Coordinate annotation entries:
-.-.-

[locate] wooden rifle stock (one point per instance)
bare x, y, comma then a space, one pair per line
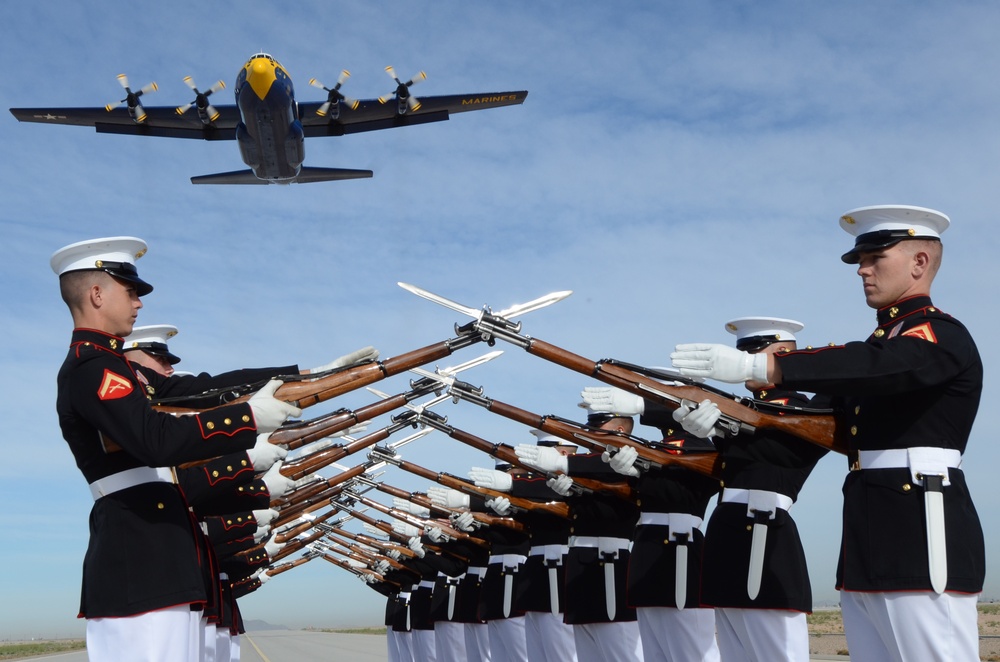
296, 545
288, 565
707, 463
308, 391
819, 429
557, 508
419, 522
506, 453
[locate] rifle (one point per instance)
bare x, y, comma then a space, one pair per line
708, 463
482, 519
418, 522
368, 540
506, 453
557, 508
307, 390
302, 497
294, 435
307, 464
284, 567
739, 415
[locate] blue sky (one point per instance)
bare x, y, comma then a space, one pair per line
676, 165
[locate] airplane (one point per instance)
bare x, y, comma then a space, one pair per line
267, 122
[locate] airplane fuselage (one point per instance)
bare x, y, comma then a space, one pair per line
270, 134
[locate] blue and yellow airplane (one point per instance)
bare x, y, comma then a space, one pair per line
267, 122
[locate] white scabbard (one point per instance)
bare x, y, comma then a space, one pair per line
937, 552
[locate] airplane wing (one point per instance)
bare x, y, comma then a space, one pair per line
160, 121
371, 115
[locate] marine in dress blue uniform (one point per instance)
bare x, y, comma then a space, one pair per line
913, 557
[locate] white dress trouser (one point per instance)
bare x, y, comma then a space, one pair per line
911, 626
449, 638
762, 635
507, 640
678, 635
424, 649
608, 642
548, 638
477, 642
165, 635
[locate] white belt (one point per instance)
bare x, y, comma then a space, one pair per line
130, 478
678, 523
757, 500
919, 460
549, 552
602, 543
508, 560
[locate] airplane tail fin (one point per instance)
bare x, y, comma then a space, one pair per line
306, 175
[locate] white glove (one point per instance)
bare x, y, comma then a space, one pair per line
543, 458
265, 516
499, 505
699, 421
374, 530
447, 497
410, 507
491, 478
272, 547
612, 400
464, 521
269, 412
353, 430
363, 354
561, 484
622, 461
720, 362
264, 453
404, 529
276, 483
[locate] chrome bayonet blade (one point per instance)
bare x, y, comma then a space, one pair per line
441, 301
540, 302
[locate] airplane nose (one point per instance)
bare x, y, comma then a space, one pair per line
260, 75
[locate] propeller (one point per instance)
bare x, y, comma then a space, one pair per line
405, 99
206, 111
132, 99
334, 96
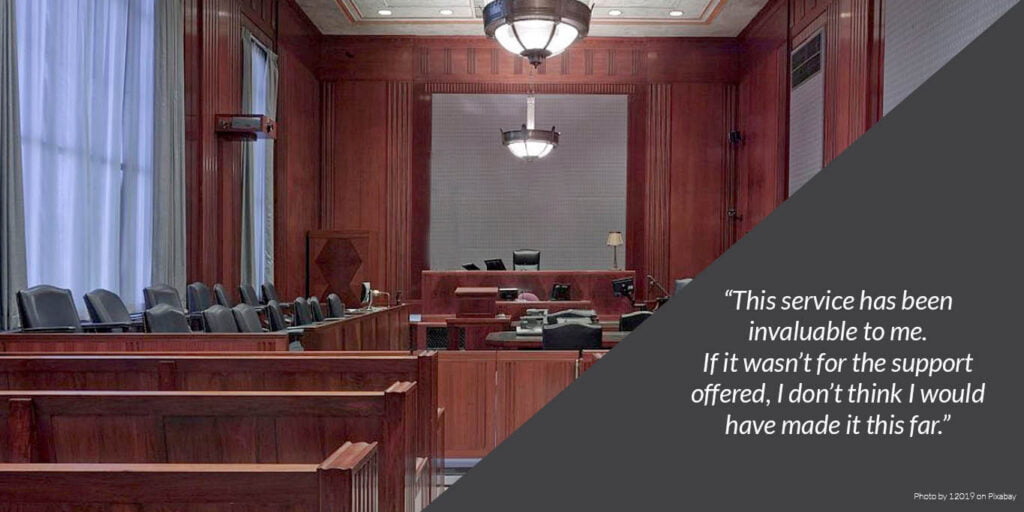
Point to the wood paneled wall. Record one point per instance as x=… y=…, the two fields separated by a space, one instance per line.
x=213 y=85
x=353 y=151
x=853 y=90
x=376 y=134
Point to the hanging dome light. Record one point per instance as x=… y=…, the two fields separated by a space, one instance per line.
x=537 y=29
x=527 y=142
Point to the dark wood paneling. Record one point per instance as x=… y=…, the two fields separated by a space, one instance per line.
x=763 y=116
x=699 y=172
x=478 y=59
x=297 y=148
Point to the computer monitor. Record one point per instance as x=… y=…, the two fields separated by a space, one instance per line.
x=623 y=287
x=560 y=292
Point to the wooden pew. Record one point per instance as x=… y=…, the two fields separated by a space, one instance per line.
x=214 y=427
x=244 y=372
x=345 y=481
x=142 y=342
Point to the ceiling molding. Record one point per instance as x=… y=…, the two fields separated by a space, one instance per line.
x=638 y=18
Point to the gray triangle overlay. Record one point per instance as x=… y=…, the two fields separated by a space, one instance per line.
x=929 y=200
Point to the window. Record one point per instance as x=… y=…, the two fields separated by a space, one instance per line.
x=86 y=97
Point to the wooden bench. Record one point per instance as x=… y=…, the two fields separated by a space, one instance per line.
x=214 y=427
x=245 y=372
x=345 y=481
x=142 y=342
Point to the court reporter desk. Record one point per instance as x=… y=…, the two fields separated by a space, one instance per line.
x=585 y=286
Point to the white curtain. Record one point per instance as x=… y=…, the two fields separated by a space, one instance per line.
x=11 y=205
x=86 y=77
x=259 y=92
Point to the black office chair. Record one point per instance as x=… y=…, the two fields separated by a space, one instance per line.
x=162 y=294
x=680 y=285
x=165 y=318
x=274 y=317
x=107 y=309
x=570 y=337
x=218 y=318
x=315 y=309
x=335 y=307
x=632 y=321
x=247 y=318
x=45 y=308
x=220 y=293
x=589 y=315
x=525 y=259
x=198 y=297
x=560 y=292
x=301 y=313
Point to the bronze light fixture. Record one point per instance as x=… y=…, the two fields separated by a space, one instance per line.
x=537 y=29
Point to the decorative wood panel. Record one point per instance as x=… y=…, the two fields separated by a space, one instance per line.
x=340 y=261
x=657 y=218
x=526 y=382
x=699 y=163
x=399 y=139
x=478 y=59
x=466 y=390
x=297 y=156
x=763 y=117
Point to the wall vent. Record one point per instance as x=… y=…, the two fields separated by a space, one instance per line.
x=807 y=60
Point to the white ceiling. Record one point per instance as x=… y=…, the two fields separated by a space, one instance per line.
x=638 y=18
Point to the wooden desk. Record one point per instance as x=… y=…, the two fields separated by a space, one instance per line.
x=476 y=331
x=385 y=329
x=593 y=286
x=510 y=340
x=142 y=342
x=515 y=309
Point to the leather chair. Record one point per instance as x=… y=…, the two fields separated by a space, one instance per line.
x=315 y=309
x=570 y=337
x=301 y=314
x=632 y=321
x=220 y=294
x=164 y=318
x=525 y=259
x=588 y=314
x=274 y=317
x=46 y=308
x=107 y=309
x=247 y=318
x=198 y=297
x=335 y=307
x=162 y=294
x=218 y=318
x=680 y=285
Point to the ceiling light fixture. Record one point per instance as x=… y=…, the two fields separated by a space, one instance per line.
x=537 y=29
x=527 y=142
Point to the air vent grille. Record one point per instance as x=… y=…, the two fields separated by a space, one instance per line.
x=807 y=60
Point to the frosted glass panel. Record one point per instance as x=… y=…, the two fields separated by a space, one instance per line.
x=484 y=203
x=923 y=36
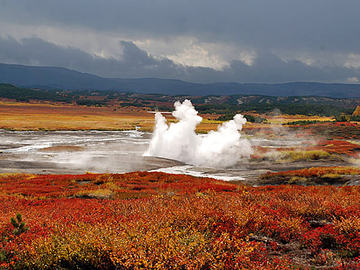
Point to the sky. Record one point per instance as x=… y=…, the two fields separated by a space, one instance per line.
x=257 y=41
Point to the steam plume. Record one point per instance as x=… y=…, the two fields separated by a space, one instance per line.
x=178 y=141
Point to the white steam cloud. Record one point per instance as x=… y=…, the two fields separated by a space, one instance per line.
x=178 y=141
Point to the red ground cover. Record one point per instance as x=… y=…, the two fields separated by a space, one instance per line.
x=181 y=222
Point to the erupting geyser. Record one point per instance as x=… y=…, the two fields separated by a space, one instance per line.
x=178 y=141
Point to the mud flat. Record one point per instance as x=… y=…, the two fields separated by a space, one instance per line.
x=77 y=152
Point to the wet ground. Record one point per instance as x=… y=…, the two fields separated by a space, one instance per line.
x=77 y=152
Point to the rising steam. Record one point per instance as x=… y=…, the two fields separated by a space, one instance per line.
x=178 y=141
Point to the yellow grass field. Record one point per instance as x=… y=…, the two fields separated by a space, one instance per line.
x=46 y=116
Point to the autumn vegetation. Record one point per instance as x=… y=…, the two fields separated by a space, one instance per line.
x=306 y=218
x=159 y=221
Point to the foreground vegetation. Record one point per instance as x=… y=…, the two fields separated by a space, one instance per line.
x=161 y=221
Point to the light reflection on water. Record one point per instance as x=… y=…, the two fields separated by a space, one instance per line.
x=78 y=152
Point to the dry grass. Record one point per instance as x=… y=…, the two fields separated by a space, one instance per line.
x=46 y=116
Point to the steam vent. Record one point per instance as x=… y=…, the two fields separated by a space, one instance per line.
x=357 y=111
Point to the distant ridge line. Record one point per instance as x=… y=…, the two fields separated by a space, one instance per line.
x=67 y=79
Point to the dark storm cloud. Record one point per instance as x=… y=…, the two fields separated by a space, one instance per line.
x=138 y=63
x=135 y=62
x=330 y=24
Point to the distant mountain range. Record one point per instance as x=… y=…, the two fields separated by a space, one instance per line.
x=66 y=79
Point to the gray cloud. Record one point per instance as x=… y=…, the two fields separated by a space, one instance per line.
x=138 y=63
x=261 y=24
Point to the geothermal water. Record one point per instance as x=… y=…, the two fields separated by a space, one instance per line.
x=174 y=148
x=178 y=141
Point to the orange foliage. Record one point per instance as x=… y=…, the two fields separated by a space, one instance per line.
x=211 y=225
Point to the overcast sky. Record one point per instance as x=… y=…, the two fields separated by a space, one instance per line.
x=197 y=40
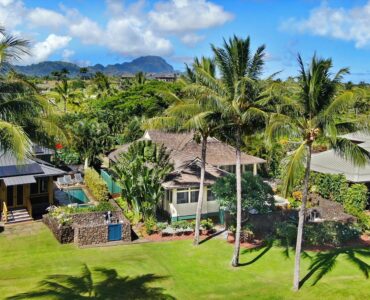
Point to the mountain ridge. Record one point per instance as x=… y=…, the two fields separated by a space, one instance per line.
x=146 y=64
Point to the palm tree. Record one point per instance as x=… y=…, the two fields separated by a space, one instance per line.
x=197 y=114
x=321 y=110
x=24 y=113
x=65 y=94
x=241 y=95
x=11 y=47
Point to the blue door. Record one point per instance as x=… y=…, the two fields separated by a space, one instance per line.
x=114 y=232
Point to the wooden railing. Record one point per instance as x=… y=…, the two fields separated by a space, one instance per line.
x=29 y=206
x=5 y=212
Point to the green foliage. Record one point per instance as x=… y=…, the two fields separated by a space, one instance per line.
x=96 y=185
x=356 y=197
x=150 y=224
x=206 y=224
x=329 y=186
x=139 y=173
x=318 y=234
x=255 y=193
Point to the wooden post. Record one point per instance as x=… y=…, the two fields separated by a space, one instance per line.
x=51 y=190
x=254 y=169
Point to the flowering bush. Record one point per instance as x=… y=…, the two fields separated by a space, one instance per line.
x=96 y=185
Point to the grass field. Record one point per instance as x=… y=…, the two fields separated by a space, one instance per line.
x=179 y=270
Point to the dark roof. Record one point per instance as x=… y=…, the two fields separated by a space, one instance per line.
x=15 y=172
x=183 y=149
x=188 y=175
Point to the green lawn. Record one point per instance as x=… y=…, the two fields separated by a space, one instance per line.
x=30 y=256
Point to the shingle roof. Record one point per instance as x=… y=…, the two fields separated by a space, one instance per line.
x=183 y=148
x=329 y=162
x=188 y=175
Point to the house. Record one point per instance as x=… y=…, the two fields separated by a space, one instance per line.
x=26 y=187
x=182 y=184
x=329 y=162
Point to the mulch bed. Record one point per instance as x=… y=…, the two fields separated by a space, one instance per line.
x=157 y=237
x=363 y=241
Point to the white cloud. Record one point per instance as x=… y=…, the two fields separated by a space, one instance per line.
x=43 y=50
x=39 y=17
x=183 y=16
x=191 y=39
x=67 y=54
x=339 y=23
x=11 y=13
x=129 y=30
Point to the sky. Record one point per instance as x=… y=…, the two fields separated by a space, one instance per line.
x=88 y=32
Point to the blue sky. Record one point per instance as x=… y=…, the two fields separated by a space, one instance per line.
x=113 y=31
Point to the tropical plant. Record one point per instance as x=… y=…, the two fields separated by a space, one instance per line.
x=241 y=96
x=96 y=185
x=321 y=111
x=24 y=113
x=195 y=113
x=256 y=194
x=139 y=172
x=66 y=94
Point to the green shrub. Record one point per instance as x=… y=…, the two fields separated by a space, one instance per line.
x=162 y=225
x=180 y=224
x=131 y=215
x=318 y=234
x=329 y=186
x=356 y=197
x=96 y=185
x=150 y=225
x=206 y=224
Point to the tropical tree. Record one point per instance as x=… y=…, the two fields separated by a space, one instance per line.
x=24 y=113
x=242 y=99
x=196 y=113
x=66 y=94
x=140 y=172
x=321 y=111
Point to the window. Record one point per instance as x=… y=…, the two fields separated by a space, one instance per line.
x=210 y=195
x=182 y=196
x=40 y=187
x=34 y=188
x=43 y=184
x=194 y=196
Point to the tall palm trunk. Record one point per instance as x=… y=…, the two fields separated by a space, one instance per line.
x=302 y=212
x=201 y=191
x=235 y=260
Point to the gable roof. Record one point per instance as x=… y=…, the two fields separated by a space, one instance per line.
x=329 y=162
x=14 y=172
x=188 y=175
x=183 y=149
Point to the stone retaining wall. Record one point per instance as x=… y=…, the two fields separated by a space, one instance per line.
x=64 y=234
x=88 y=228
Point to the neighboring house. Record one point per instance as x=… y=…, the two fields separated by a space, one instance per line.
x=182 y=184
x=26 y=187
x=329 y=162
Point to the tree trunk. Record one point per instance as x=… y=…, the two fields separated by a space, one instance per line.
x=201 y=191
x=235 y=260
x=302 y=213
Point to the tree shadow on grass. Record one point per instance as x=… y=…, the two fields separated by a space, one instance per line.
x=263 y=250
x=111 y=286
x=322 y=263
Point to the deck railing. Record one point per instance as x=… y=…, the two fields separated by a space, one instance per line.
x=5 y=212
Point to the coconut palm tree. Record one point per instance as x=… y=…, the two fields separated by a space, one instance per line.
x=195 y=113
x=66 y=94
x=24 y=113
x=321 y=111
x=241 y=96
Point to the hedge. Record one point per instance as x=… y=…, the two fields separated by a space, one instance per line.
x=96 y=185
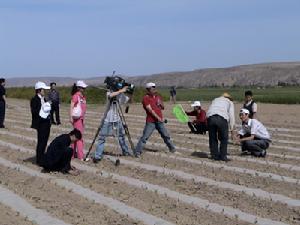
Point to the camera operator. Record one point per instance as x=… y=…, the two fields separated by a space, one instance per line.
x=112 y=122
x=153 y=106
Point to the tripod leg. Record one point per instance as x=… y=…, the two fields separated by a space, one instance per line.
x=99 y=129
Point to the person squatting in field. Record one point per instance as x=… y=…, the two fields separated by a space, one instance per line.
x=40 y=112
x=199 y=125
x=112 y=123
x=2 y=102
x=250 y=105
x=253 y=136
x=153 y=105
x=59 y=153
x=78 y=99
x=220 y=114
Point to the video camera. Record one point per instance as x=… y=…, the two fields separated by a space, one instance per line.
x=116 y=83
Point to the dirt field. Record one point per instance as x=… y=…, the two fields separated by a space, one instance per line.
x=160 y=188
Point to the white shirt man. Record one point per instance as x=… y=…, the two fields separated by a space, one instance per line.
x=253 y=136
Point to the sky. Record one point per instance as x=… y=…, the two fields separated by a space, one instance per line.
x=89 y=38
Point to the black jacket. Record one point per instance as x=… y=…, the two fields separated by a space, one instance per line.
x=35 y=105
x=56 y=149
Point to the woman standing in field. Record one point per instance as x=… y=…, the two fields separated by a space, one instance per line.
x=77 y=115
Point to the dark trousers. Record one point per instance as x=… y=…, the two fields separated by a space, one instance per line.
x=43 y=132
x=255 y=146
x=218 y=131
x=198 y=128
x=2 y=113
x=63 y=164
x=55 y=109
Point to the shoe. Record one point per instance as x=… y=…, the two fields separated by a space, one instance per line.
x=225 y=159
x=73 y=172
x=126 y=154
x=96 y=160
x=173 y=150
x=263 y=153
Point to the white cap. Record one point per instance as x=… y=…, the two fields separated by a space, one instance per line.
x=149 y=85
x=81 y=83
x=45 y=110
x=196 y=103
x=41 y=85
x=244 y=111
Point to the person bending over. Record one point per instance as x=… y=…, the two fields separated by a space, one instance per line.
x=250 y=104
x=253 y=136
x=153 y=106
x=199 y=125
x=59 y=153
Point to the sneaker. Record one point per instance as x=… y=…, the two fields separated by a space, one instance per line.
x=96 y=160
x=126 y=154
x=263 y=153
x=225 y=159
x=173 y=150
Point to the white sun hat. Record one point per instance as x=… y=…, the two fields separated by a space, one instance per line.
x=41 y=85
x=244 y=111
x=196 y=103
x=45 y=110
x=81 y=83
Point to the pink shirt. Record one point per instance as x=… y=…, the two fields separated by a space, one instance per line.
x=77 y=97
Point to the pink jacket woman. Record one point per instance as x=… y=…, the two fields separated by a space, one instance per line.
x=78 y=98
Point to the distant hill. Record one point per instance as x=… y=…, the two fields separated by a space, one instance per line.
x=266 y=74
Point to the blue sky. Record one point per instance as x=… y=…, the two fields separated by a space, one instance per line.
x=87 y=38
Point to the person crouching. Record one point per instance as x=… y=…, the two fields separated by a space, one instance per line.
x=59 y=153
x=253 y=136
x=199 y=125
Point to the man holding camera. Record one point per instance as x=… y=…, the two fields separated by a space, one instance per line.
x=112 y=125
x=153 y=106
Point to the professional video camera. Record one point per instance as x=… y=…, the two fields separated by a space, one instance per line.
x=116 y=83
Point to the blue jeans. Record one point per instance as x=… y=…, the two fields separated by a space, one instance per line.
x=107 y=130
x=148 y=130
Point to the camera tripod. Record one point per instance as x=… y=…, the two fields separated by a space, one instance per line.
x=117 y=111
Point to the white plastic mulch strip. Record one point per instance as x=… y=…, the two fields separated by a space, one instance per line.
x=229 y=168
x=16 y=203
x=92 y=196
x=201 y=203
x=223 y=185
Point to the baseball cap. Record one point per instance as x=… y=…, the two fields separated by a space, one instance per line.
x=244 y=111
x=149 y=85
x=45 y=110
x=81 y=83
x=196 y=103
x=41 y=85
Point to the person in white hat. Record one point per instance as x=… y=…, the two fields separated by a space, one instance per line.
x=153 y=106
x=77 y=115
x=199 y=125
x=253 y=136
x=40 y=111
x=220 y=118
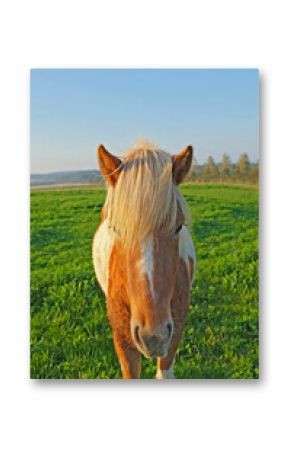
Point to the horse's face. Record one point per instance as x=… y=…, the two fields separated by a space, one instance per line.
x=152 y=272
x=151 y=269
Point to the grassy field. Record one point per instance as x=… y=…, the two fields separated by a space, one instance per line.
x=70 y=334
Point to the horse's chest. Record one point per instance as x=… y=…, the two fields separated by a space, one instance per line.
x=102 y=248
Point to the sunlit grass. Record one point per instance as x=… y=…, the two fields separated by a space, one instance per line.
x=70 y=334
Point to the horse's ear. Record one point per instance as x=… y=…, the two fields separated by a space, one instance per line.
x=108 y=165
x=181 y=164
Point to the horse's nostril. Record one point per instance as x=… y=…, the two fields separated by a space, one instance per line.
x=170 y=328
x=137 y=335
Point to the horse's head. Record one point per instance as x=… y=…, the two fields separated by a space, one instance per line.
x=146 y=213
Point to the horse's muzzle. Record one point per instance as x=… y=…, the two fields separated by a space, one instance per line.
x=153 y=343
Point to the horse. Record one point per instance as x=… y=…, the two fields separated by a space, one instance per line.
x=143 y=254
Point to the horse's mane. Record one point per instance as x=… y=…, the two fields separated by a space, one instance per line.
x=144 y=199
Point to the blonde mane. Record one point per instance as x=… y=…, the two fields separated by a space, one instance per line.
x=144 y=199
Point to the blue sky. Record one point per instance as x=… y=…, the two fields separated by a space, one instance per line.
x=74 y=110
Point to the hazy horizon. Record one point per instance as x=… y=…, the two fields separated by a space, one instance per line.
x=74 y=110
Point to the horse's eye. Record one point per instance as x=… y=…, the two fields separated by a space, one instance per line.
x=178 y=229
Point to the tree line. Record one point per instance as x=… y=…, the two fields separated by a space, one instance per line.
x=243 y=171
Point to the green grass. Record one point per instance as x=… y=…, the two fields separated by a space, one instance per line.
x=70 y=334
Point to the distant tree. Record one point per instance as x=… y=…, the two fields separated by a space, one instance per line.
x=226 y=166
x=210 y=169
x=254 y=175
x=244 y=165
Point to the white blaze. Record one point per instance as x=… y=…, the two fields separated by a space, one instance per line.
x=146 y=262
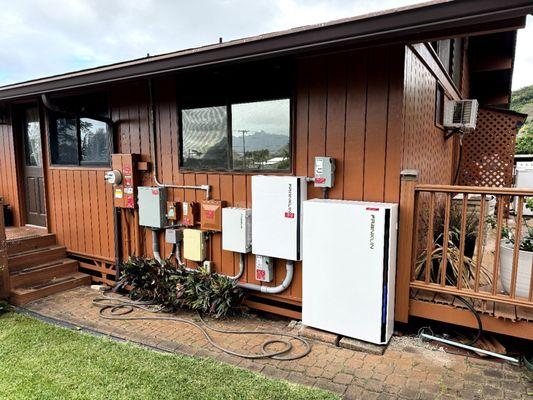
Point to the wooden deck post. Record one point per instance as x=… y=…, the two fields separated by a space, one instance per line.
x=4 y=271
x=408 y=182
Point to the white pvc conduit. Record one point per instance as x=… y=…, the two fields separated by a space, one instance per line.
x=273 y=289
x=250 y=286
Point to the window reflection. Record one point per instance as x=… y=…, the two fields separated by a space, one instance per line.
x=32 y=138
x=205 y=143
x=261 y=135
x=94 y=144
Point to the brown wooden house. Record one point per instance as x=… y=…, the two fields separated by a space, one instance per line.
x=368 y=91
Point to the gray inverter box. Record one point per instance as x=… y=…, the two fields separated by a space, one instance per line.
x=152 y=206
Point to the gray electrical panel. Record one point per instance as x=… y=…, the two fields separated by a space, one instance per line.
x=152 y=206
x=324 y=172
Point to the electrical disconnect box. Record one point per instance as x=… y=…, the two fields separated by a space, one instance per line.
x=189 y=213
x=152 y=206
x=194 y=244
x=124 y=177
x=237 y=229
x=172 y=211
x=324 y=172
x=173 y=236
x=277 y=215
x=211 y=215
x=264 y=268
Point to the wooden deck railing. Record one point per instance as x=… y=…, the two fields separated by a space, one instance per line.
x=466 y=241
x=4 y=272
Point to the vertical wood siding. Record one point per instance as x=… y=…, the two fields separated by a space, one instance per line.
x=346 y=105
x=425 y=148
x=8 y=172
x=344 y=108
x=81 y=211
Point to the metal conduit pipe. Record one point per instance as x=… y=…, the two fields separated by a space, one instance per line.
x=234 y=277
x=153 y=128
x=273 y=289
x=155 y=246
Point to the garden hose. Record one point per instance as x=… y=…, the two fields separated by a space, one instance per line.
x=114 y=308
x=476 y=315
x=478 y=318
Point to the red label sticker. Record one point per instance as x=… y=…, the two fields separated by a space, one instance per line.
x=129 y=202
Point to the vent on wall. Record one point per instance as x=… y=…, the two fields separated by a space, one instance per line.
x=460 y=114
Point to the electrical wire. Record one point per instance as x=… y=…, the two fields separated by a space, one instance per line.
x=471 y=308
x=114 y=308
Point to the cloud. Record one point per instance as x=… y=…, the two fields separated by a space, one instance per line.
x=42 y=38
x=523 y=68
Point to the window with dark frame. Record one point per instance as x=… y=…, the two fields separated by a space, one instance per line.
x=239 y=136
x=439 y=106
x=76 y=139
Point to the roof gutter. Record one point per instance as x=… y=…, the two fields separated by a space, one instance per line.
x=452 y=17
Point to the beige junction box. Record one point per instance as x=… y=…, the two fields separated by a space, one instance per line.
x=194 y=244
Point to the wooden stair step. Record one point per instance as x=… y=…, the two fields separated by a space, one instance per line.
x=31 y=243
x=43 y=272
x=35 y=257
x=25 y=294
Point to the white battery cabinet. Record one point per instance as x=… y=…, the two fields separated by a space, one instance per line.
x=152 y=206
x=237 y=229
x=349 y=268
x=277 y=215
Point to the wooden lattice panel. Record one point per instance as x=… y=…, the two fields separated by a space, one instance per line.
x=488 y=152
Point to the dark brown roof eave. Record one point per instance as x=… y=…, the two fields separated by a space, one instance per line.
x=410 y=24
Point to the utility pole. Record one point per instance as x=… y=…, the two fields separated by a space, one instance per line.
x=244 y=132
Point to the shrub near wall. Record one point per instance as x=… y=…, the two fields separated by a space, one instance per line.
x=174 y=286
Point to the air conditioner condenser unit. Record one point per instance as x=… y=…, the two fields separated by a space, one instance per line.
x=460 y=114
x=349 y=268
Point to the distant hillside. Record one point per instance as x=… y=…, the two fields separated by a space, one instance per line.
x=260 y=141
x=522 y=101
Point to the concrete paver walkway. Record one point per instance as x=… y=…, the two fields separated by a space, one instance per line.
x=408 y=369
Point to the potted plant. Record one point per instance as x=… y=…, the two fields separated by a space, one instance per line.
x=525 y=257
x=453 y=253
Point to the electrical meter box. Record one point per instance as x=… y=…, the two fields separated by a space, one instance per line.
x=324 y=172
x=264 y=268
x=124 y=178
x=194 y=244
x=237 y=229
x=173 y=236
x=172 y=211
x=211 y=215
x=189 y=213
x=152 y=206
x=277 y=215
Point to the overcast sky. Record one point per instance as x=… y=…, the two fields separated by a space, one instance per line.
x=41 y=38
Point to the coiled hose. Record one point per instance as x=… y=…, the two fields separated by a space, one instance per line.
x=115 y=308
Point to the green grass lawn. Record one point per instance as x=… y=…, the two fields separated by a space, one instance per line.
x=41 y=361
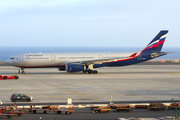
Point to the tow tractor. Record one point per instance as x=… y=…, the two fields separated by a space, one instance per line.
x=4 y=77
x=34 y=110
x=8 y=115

-.-.-

WHAT IS EXPECTED:
Take the lines from the one that contains "Point to the electrical meter" down to the last line of the listing above, both included, and set them down exactly, leaving out pictures.

EXERCISE SOLUTION:
Point to the electrical meter box. Record one point per instance as x=… y=…, the two fields separated by a space, one instance per line.
x=324 y=172
x=264 y=268
x=124 y=178
x=194 y=244
x=237 y=229
x=173 y=236
x=172 y=211
x=211 y=215
x=189 y=213
x=152 y=206
x=277 y=215
Point to the overcast sky. Record one point per instance as x=… y=…, the two fields separated by a space, one instance per line.
x=41 y=38
Point to the coiled hose. Record one point per instance as x=… y=…, the two fields separated by a space, one instance per line.
x=115 y=308
Point to the green grass lawn. Record one point per instance as x=… y=…, the two fields separated by a space, one instance per line.
x=41 y=361
Point to the tow tractor. Record one point per instance as x=… y=…, the two fields separated by a space, one instance per line.
x=4 y=77
x=34 y=110
x=8 y=115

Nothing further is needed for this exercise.